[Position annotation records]
────────────────────────────────────────
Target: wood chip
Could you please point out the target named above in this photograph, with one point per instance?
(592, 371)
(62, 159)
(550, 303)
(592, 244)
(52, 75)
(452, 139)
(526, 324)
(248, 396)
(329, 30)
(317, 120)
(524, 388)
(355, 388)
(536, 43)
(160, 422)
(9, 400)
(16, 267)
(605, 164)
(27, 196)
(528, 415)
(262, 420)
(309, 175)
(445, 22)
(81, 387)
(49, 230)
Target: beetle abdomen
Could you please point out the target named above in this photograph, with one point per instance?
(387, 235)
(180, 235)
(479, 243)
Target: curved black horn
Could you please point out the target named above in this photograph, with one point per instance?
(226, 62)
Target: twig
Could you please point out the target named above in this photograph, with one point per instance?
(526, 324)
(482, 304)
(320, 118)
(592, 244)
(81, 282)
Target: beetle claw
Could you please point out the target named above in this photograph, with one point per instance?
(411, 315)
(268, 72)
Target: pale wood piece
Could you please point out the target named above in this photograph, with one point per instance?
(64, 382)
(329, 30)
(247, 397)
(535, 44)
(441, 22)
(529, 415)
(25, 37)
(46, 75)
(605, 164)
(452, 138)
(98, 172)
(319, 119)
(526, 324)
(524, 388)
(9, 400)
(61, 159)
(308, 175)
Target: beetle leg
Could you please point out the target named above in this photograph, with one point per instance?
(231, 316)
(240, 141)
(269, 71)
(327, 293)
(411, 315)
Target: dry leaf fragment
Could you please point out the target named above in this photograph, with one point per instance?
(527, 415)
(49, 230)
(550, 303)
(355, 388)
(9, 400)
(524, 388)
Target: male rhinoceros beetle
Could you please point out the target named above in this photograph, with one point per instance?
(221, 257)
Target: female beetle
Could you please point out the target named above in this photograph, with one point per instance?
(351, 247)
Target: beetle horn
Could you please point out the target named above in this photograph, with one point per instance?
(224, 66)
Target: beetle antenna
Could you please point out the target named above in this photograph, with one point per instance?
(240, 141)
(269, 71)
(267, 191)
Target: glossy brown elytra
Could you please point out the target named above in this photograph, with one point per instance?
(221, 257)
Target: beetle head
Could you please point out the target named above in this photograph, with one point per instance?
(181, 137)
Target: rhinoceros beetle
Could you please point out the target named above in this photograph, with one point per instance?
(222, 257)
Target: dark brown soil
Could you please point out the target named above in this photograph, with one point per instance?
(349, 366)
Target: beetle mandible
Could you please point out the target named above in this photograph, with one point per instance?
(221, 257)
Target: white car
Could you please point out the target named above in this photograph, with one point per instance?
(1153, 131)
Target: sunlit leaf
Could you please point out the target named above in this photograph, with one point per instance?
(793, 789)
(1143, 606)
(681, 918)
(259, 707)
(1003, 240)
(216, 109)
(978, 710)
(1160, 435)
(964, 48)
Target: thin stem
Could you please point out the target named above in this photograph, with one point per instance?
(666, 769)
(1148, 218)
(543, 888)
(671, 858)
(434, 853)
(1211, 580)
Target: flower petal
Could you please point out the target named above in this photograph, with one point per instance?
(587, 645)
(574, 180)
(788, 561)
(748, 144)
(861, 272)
────────────────────────────────────────
**Stated task:** Look above for the line containing "Target: rhinoceros beetle", then transcribe it and all lines after it through the last, exactly and with nothing else.

**Answer to the problem:**
Target: rhinoceros beetle
Could you please point out the target named above in this photograph, with one point per instance?
(222, 257)
Target: dark brown soil
Could you please point out the target named above in this photograph, with one point per instance?
(349, 366)
Target: beetle mandible
Could you please point out the target named above in this photograph, with one point per instance?
(221, 257)
Target: white car
Could you please point out the target named above in this photograph, with one point per instance?
(1153, 131)
Target: sunlit leaf
Could you please point out the target named above in this photograph, with one point per instance?
(793, 789)
(1143, 606)
(681, 918)
(259, 707)
(1003, 240)
(216, 109)
(978, 710)
(1160, 435)
(964, 48)
Target: thin stem
Could you please point out the target named above in this photograph, with one point per instance?
(666, 769)
(1148, 218)
(543, 888)
(671, 858)
(434, 853)
(1211, 580)
Target: flower petal
Could you please point out the target named above in this photograph, with one point per instance?
(587, 645)
(574, 180)
(788, 561)
(748, 144)
(861, 272)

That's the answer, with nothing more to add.